• _Challenge_:
Render the part of the listing below that runs from the line containing "segment --target=distant building" through the end of the listing, inclusive, as a Markdown table. Use the columns Row and Line, number each row, and leave out blank lines.

• _Information shown_:

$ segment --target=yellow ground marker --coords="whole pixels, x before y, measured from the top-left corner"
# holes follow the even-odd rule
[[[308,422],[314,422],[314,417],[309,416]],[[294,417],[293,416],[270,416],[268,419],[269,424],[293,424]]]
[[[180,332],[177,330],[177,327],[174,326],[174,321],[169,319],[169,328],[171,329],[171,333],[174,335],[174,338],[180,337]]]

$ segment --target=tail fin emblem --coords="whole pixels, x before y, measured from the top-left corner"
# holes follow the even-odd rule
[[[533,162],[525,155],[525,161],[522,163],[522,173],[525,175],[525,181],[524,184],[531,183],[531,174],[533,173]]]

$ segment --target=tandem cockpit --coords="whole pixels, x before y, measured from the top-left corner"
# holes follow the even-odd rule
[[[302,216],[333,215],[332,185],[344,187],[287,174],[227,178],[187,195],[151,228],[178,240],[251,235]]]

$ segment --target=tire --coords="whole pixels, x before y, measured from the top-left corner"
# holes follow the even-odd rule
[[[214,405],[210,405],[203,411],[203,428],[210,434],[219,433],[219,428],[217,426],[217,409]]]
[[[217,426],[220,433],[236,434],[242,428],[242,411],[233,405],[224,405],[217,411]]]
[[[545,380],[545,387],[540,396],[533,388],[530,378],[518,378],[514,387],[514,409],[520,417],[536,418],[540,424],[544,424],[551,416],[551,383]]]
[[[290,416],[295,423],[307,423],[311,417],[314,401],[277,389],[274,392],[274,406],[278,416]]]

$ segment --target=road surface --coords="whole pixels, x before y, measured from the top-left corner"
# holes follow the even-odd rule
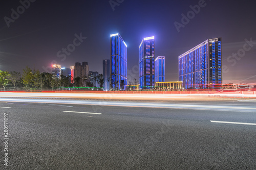
[[[253,100],[1,98],[0,110],[2,136],[8,119],[1,169],[256,169]]]

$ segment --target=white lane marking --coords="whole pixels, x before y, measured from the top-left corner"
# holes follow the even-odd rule
[[[241,122],[222,122],[222,121],[214,121],[210,120],[211,123],[218,123],[221,124],[239,124],[239,125],[256,125],[256,124],[245,123]]]
[[[73,111],[63,111],[63,112],[70,112],[70,113],[86,113],[86,114],[101,114],[101,113],[90,113],[90,112],[75,112]]]
[[[45,104],[46,105],[55,105],[55,106],[63,106],[63,107],[74,107],[73,106],[65,106],[65,105],[51,104],[49,104],[49,103],[45,103]]]
[[[244,101],[238,101],[239,102],[256,102],[256,100],[244,100]]]

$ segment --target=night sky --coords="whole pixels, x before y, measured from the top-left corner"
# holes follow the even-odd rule
[[[28,65],[42,72],[54,61],[67,67],[87,61],[90,70],[102,73],[102,60],[110,58],[110,34],[118,33],[127,45],[129,79],[139,78],[142,38],[155,36],[155,57],[165,56],[165,81],[178,81],[179,55],[208,38],[222,37],[223,83],[256,83],[254,1],[206,0],[179,32],[174,22],[181,23],[181,14],[187,15],[199,1],[117,1],[121,3],[113,10],[109,0],[36,0],[24,11],[18,8],[21,14],[8,27],[5,18],[11,19],[11,9],[17,11],[21,4],[2,0],[0,70],[22,71]],[[66,59],[58,57],[80,33],[87,38]],[[251,38],[255,42],[245,45],[243,54],[245,39]],[[238,52],[242,57],[232,57]]]

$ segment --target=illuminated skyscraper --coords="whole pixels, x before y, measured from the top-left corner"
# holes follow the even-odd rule
[[[73,83],[74,83],[74,69],[75,69],[74,66],[72,66],[70,67],[70,82]]]
[[[164,82],[165,57],[158,56],[155,59],[155,82]]]
[[[88,65],[88,63],[87,62],[83,62],[82,63],[82,77],[86,76],[89,76],[90,74],[89,72],[89,66]]]
[[[55,78],[60,79],[61,66],[58,64],[53,65],[52,67],[52,74]]]
[[[209,39],[179,57],[184,88],[216,87],[222,83],[221,38]]]
[[[87,62],[83,62],[82,65],[77,62],[75,63],[74,71],[74,78],[79,77],[82,78],[84,76],[89,76],[89,66]]]
[[[77,77],[82,77],[82,71],[80,63],[75,63],[75,69],[74,69],[74,78],[75,79]]]
[[[110,82],[108,81],[110,77],[110,60],[103,60],[103,77],[104,78],[104,90],[109,90],[110,89]]]
[[[144,38],[140,46],[140,88],[155,86],[155,37]]]
[[[122,80],[127,84],[127,45],[119,34],[110,35],[110,83],[113,89],[120,89]]]
[[[97,80],[95,79],[95,78],[99,75],[99,72],[98,71],[89,71],[89,79],[91,83],[95,87],[98,87],[99,85],[97,82]]]

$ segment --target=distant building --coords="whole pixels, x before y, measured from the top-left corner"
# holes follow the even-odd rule
[[[61,75],[61,66],[58,64],[54,64],[52,66],[52,74],[55,78],[60,79]]]
[[[75,63],[75,68],[74,69],[74,78],[75,79],[77,77],[82,77],[82,71],[80,63]]]
[[[103,77],[104,78],[103,90],[104,91],[110,89],[110,81],[109,79],[110,77],[110,60],[103,60]]]
[[[98,87],[98,85],[97,83],[97,80],[95,78],[97,77],[97,76],[99,75],[99,72],[98,71],[89,71],[89,78],[90,81],[91,83],[93,84],[93,85],[95,87]]]
[[[179,57],[179,79],[185,89],[222,84],[221,38],[209,39]]]
[[[119,34],[110,35],[111,84],[113,89],[121,88],[121,82],[127,84],[127,45]],[[125,87],[125,86],[124,86]]]
[[[160,90],[182,89],[182,82],[155,82],[155,88]]]
[[[61,67],[61,75],[69,77],[71,75],[71,69],[69,68]]]
[[[158,56],[155,59],[155,82],[164,82],[165,57]]]
[[[139,46],[140,88],[155,86],[155,37],[144,38]]]
[[[72,66],[70,67],[70,82],[73,83],[74,83],[74,70],[75,69],[74,66]]]
[[[88,76],[89,75],[89,66],[87,62],[83,62],[82,63],[81,71],[82,77],[84,76]]]
[[[89,66],[87,62],[83,62],[82,65],[79,62],[77,62],[75,64],[74,71],[74,78],[79,77],[81,78],[83,76],[89,76]]]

• _Exercise solution_:
| Row | Line |
|---|---|
| 1 | $ segment --target=distant building --coords="whole pixels, x before y, measured from the top-left corner" |
| 2 | # holes follow the even-odd rule |
| 3 | [[[61,75],[61,66],[58,64],[54,64],[52,66],[52,74],[55,78],[60,79]]] |
| 4 | [[[75,63],[75,68],[74,69],[74,78],[75,79],[77,77],[82,77],[82,71],[80,63]]] |
| 5 | [[[103,77],[104,78],[103,90],[104,91],[110,89],[110,81],[109,79],[110,77],[110,60],[103,60]]] |
| 6 | [[[98,87],[98,85],[97,83],[97,80],[95,78],[97,77],[97,76],[99,75],[99,72],[98,71],[89,71],[89,78],[90,81],[91,83],[93,84],[93,85],[95,87]]] |
| 7 | [[[179,57],[179,79],[185,89],[222,84],[221,38],[209,39]]] |
| 8 | [[[119,34],[110,35],[111,84],[113,89],[121,88],[121,82],[127,84],[127,45]],[[125,87],[125,86],[124,86]]] |
| 9 | [[[160,90],[182,89],[182,82],[155,82],[155,88]]] |
| 10 | [[[61,67],[61,75],[69,77],[71,75],[71,69],[69,68]]] |
| 11 | [[[158,56],[155,59],[155,82],[164,82],[165,57]]] |
| 12 | [[[139,46],[140,88],[155,86],[155,37],[144,38]]] |
| 13 | [[[72,66],[70,67],[70,82],[73,83],[74,83],[74,70],[75,69],[74,66]]] |
| 14 | [[[88,76],[89,75],[89,66],[87,62],[83,62],[82,63],[81,71],[82,77],[84,76]]] |
| 15 | [[[89,66],[87,62],[83,62],[82,65],[79,62],[77,62],[75,64],[74,71],[74,78],[79,77],[81,78],[83,76],[89,76]]] |